By Seth Gellman
After winning the ATP Cup on February 2, World No. 4 Daniil Medvedev stepped up to give a speech on behalf of Team Russia. Medvedev first congratulated Team Italy on making the final before turning his attention to one teammate in particular, Aslan Karatsev. Karatsev did not play a significant role in terms of Russia’s win, as both Medvedev and Rublev won all of their singles matches, but that did not mean he didn’t have an impact. Medvedev said, “Aslan, I’m not joking, was our secret weapon for doubles.” The little known Russian from Vladivkavkaz was only playing the ATP Cup because third ranked Russian Karen Khachanov decided not to participate. Just two weeks later, Karatsev made the semifinals of the Australian Open and leapfrogged into the Top 50 after never being inside of the Top 100 during his entire career. So, how did he get there?
Karatsev was born in Vladikavkaz, living in Russia for the first three years of his life before moving to Israel. He trained from age 5 until age 12 in Israel. He moved back to Russia due to a lack of funding in Israel.
Onto his professional career: Karatsev played in his first ATP main draw at St. Petersburg in 2013. He lost to countryman Mikhail Youzhny. Karatsev played mostly challenger and future level tournaments from 2013 to 2020, floating intermittently into tour level tournaments but never many. He never cracked the Top 150 in the world during this time period.

• **Assignment**:
In the article on Aslan Karatsev above, please give the player he lost to in his first ATP main draw.

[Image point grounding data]
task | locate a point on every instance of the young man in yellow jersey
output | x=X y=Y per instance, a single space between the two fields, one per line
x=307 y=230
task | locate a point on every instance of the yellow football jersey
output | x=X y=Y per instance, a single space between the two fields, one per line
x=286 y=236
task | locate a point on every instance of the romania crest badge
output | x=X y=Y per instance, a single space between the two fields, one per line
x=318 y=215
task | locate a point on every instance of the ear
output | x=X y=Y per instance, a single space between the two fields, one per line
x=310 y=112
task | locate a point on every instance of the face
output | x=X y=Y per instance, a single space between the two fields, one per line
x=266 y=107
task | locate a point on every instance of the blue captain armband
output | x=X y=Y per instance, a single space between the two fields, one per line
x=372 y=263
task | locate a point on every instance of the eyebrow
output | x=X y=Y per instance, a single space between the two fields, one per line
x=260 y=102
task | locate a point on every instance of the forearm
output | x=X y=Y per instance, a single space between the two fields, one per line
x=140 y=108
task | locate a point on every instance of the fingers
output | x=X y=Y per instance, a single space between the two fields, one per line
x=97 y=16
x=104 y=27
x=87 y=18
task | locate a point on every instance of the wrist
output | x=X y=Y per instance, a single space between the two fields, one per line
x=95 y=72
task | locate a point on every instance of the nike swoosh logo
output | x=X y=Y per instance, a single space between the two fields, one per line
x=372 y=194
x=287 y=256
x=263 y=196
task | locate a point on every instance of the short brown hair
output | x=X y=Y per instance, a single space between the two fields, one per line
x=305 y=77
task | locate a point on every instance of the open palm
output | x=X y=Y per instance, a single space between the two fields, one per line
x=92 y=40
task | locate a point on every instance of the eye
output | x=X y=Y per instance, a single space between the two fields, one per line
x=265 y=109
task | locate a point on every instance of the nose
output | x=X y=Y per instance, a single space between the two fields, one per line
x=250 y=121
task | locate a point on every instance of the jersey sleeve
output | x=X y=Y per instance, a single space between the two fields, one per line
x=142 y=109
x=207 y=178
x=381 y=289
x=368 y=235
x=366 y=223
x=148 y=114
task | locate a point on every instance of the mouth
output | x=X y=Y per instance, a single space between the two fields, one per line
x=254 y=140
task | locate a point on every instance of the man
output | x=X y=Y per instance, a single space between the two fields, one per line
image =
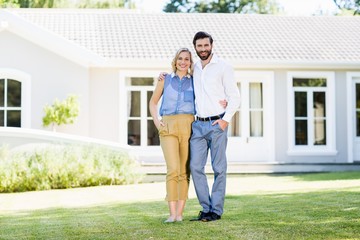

• **Task result**:
Mikhail Youzhny